▶ [Exercise aim]:
Retype everything from the line containing "in water --vertices=whole-pixels" down to the end of the rows, including that first line, and keep every character unchanged.

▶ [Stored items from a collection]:
◇ ◇ ◇ ◇

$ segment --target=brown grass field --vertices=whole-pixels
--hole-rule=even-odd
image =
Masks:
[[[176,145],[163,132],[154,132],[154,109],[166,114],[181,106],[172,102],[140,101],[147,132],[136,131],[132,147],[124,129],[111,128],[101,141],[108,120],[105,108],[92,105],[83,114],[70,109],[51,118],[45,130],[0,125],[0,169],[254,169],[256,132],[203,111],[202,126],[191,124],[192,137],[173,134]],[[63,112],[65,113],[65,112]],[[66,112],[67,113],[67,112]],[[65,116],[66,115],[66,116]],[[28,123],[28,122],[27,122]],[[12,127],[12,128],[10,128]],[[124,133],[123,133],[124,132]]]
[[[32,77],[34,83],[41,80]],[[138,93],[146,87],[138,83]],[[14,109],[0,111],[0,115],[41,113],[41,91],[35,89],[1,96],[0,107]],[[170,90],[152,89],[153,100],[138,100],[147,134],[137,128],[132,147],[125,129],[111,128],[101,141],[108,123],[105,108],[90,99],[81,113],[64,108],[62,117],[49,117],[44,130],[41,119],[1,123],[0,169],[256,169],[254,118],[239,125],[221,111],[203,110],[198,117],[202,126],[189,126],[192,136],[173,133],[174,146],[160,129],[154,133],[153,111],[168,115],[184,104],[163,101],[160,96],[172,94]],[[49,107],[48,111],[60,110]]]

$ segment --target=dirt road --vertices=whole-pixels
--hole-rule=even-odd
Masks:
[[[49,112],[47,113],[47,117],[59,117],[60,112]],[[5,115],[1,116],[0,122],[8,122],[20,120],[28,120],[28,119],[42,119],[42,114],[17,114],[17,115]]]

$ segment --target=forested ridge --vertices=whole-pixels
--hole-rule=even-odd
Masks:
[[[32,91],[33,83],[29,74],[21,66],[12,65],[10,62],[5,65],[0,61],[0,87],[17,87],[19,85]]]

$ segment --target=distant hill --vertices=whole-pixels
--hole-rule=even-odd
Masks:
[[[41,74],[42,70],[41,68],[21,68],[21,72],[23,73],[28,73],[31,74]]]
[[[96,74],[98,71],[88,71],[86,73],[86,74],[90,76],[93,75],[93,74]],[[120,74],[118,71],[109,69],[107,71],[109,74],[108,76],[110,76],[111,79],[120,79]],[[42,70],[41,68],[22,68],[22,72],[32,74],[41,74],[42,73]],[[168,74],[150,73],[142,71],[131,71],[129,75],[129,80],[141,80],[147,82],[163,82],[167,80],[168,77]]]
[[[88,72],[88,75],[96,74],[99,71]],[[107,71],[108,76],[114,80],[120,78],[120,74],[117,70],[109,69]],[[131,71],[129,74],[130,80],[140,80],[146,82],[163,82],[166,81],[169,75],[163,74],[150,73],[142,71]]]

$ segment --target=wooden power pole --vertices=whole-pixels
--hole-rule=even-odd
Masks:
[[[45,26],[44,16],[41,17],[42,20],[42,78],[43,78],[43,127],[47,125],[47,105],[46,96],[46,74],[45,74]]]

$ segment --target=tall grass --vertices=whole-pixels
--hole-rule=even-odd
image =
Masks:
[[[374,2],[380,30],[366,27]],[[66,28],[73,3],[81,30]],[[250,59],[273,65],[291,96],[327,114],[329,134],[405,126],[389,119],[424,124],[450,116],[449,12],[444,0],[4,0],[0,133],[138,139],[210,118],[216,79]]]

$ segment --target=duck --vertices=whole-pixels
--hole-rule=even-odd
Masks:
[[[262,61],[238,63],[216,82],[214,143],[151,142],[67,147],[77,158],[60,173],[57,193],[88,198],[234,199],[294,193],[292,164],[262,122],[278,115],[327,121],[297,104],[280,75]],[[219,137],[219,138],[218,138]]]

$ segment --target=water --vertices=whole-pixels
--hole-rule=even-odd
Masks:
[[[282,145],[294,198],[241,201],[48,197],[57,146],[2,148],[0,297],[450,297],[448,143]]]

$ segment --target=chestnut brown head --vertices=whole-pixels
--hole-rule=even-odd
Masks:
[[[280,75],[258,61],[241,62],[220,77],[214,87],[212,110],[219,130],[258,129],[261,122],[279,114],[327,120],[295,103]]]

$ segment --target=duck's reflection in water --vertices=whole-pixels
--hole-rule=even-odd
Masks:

◇ ◇ ◇ ◇

▶ [Result]:
$ segment --target=duck's reflection in water --vertices=whole-pixels
--hole-rule=even-odd
Masks:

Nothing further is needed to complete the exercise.